PROVIDED RECORDS:
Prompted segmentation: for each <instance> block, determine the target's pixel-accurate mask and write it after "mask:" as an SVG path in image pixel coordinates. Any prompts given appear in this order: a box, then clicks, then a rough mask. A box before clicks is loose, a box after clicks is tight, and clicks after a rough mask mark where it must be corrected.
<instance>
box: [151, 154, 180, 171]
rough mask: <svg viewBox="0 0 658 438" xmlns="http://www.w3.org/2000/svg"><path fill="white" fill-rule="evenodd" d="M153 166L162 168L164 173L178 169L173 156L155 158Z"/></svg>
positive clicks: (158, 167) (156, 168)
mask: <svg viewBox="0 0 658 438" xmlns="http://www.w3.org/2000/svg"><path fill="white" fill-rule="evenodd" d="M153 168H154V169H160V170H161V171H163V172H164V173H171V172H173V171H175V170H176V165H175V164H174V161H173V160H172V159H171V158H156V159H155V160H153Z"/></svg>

INSTRUCTIONS FOR THE TASK: Once more, write out the entries exactly as they were written.

EXPECTED ANSWER:
Prompted segmentation: for each <instance> block, determine the target's pixel-accurate mask and write it after "mask:" as an SVG path in image pixel coordinates. Any prompts given appear in this order: a box, then clicks, then a rough mask. A box before clicks is loose, a box after clicks is tight, and clicks after a rough mask mark where it must be corrected.
<instance>
box: [151, 154, 180, 171]
rough mask: <svg viewBox="0 0 658 438" xmlns="http://www.w3.org/2000/svg"><path fill="white" fill-rule="evenodd" d="M153 166L162 168L164 173L178 169L173 156L155 158Z"/></svg>
positive clicks: (158, 167) (156, 168)
mask: <svg viewBox="0 0 658 438" xmlns="http://www.w3.org/2000/svg"><path fill="white" fill-rule="evenodd" d="M153 168H154V169H160V170H161V171H163V172H164V173H171V172H173V171H175V170H176V165H175V164H174V161H173V160H172V159H171V158H156V159H155V160H153Z"/></svg>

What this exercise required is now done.